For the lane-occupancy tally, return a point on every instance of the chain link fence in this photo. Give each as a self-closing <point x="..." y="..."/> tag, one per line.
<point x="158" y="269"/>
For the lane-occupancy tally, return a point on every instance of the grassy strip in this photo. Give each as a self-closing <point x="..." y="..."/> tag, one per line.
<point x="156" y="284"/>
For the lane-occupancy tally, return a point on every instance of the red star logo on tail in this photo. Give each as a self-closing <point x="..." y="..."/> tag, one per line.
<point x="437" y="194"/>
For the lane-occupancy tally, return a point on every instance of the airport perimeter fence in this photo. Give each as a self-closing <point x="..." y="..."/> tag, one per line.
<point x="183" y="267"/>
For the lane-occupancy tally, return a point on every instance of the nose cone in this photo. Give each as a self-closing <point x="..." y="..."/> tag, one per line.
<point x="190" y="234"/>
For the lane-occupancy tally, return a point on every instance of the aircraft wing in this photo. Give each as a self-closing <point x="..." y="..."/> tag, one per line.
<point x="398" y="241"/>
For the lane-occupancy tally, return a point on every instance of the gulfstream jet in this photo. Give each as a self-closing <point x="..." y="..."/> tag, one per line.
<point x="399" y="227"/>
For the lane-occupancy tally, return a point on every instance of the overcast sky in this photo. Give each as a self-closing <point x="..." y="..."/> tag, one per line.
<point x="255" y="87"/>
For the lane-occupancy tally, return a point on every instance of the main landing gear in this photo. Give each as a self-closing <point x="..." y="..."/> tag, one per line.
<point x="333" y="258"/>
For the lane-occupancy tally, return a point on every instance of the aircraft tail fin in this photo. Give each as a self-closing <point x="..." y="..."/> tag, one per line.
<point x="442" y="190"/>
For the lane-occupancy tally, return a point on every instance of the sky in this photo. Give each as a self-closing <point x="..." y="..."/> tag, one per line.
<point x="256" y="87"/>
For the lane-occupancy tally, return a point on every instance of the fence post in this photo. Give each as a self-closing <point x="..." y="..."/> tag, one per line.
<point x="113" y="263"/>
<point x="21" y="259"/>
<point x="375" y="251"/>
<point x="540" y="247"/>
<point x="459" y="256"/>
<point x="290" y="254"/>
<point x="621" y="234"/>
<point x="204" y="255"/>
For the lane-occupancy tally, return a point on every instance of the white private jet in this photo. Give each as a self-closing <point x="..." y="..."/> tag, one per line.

★ ★ ★ ★ ★ ★ ★

§ **WHAT YOU NEED TO DO**:
Return the records in full. Omit nothing.

§ **TASK ANSWER**:
For the lane-occupancy tally, return a point on every instance of the chain link fence in this photo. Give each as a self-closing <point x="..." y="..."/> tag, one per line.
<point x="158" y="269"/>
For the lane-occupancy tally, return a point on every instance of the grassy strip in this photo. Give each as a self-closing <point x="..." y="..."/> tag, one per line.
<point x="156" y="284"/>
For the lane-occupancy tally, return a point on every instance of the red star logo on tail in this photo. Give each as a self-closing <point x="..." y="..."/> tag, one per line.
<point x="437" y="194"/>
For the lane-occupancy tally, return a point on every instance of the airport perimeter fence in this photo. Give each as a self-closing <point x="..." y="..."/> tag, one per line.
<point x="183" y="267"/>
For the lane-occupancy tally, return a point on every instance of the nose cone in this photo. Give each as a self-closing <point x="..." y="..."/> tag, one per line.
<point x="190" y="234"/>
For the lane-occupancy tally, return a point on every instance of the aircraft wing in this photo. Give each as a self-closing <point x="..." y="..."/> tag, one per line.
<point x="398" y="241"/>
For the lane-occupancy tally, return a point on every instance of the gulfstream jet in this photo. Give each as a self-closing <point x="..." y="..."/> tag, one per line.
<point x="399" y="227"/>
For the lane-occupancy tally, return a point on every instance of the overcast sky in this photo. Give each as a self-closing <point x="..." y="..."/> tag, one per line.
<point x="255" y="87"/>
For the lane-occupancy tally, return a point on every instance of the main landing gear in this photo. Give each as a self-closing <point x="..." y="..."/> tag, one per line.
<point x="333" y="258"/>
For the lane-occupancy tally, return a point on every instance of the aircraft tail fin in this photo. Give each as a self-closing <point x="..." y="..."/> tag, one per line.
<point x="442" y="190"/>
For the lane-occupancy tally, return a point on every instance of the sky in this photo. Give each as a self-closing <point x="..." y="..."/> tag, one per line.
<point x="256" y="87"/>
For the lane-occupancy tally, return a point on every instance of the fence post in this photo. Give each as a self-closing <point x="..." y="..."/> tag, one per line.
<point x="113" y="263"/>
<point x="21" y="259"/>
<point x="375" y="251"/>
<point x="540" y="247"/>
<point x="459" y="256"/>
<point x="290" y="254"/>
<point x="621" y="234"/>
<point x="204" y="255"/>
For the lane-occupancy tally, return a point on every instance of the white private jet in this photo. Give each as a self-closing <point x="..." y="..."/> tag, one per line.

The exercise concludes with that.